# Your goal
Reproduce the lines below verbatim, starting with the line that holds "Mark every instance of the stethoscope in" and ending with the line that holds "292), (532, 164)]", both included.
* Begin *
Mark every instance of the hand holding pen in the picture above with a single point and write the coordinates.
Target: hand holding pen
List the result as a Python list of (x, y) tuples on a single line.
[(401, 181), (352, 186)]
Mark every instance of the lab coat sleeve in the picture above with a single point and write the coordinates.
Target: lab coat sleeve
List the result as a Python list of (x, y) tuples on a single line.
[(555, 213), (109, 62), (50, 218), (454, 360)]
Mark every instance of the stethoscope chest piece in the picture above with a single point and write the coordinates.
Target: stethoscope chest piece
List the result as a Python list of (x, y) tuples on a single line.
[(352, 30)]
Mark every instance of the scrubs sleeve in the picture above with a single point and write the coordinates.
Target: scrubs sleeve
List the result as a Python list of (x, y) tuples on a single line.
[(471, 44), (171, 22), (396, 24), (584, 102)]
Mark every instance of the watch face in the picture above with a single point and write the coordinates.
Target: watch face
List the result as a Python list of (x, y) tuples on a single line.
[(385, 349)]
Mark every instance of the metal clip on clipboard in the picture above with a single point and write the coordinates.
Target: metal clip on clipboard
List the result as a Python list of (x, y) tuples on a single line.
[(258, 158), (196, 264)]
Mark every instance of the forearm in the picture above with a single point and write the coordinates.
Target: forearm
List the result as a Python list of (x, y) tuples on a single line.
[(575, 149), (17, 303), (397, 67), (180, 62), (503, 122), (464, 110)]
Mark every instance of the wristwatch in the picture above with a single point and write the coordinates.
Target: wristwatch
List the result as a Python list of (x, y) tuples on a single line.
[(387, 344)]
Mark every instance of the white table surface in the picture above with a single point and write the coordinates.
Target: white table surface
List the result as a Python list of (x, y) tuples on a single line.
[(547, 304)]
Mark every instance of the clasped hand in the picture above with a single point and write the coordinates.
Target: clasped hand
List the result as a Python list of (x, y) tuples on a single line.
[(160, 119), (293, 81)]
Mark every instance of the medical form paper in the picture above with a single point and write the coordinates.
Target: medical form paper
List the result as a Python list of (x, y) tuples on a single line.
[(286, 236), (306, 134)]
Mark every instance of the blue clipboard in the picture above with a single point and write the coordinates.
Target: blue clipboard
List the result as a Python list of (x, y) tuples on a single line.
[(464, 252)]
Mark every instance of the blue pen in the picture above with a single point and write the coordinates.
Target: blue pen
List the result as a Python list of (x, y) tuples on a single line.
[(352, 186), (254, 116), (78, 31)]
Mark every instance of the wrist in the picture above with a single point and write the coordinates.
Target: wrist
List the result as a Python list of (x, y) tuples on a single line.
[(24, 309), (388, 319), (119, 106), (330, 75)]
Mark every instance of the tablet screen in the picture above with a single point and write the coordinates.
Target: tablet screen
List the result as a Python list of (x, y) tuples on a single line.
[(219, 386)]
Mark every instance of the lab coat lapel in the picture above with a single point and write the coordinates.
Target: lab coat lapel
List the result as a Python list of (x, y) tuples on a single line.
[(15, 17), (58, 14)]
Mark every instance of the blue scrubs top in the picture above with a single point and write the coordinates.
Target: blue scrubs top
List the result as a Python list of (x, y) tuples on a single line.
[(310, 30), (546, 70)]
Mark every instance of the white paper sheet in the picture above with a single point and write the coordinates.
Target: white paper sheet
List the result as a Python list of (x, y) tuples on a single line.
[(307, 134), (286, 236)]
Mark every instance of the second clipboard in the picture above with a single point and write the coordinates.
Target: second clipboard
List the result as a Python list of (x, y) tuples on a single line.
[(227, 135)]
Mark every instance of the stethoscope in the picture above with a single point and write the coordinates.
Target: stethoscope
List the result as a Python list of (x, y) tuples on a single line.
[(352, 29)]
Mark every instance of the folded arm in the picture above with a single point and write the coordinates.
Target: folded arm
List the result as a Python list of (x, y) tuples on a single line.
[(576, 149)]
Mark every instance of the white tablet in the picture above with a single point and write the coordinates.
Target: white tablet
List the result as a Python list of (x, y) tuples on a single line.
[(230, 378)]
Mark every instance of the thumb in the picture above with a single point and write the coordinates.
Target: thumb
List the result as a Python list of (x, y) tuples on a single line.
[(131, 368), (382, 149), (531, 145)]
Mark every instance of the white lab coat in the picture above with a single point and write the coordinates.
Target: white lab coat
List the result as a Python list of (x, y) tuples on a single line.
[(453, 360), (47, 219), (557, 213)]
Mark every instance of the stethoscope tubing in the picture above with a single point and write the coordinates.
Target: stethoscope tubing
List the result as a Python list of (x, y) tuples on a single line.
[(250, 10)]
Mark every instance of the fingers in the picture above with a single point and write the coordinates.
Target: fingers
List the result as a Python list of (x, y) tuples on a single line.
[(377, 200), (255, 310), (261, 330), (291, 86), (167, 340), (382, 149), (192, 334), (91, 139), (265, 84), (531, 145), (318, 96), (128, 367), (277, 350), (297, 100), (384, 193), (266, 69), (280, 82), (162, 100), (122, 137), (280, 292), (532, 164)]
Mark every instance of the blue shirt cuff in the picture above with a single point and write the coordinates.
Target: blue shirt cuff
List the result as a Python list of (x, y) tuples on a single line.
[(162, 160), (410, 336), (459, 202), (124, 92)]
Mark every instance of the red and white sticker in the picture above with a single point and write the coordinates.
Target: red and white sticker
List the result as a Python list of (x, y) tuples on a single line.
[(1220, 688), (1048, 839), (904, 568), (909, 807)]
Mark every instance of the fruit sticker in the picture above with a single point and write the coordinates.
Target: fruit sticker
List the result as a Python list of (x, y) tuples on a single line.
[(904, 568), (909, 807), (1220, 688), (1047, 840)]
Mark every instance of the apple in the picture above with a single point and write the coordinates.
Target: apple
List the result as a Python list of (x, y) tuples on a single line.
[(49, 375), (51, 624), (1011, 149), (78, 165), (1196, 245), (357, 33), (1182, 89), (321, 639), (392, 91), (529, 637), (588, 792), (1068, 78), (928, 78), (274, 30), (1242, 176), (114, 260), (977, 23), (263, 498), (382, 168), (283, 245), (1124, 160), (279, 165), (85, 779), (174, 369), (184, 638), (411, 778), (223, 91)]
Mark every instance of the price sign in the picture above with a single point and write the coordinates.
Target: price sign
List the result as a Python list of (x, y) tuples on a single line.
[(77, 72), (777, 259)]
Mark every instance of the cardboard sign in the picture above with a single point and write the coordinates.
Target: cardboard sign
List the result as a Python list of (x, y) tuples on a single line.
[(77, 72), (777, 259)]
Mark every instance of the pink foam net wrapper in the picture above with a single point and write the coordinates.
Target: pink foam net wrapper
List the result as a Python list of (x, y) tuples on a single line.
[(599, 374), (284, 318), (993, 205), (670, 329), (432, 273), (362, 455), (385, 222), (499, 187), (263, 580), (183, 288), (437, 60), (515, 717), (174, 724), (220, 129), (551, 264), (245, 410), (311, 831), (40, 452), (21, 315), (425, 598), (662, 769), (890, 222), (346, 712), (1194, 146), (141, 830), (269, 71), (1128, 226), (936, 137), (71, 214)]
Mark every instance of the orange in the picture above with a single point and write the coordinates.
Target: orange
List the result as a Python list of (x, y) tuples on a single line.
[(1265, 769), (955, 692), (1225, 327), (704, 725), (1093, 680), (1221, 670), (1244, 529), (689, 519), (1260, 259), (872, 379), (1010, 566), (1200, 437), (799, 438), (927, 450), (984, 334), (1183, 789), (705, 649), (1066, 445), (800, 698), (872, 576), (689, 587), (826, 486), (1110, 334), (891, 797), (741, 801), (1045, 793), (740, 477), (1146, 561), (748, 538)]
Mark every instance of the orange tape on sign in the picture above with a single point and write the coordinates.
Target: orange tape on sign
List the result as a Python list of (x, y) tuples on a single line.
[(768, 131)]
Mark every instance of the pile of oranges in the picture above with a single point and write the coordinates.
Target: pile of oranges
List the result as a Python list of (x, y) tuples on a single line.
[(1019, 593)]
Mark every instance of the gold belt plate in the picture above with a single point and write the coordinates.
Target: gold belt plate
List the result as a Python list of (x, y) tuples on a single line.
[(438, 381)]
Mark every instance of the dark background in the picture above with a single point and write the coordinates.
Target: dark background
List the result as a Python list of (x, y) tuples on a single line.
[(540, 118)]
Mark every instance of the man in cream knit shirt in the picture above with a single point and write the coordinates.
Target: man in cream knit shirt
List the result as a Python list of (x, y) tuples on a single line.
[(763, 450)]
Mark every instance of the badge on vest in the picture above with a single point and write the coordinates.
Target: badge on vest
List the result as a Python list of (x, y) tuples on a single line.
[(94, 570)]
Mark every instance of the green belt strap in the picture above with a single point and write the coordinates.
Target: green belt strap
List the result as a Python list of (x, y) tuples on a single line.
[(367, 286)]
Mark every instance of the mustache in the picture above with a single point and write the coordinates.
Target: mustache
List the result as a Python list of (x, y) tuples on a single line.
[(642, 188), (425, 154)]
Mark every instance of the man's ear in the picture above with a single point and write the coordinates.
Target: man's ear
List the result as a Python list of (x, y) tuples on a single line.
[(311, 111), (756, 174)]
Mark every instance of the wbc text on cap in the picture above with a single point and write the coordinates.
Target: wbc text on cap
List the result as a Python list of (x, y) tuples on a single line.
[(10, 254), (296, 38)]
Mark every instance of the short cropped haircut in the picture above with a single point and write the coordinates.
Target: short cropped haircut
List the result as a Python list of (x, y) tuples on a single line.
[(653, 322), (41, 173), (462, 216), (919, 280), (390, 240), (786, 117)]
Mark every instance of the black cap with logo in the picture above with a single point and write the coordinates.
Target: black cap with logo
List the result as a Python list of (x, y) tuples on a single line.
* End *
# Expected output
Mark every instance of the stethoscope in the picture above with a single point and write the coordinates.
Target: stethoscope
List the result as a Python list of (x, y) tuples on a single line.
[(352, 29)]
Mark every instance of the folded arm in the picture above with a single point and write the coordinates.
Target: folded arm
List the result as a Python list of (x, y) tuples on a single line.
[(576, 149)]
Mark every instance of the white tablet in the picture above with a single point and write the coordinates.
Target: white tablet
List the result as a Python list of (x, y) tuples on a single line.
[(230, 378)]
Mark every instance of the thumb in the picture above with a single point and write the coordinates.
Target: thumb
List the result as a Python list of (x, y) tuples on a single line.
[(131, 368), (382, 149), (531, 145)]
Mark every instance of the white lab coat in the picture above with a single point and write the coordinates.
Target: white lab coat
List the result as a Python list of (x, y) tuples on a single line.
[(453, 360), (47, 219), (557, 213)]
Mark every instance of the stethoscope tubing in the picture above with a single point and write the coordinates.
Target: stethoscope tubing
List the result as a Python list of (x, y) tuples on a single line.
[(250, 10)]
Mark every instance of the fingers in the picture above with a single point and write the coordinates.
Target: fingers
List the result as a Python list of (x, y) tuples on a single line.
[(377, 200), (255, 310), (261, 330), (291, 86), (167, 340), (382, 149), (192, 334), (91, 139), (265, 84), (531, 145), (318, 96), (128, 367), (277, 350), (297, 100), (384, 193), (266, 69), (280, 82), (162, 100), (122, 137), (280, 292), (532, 164)]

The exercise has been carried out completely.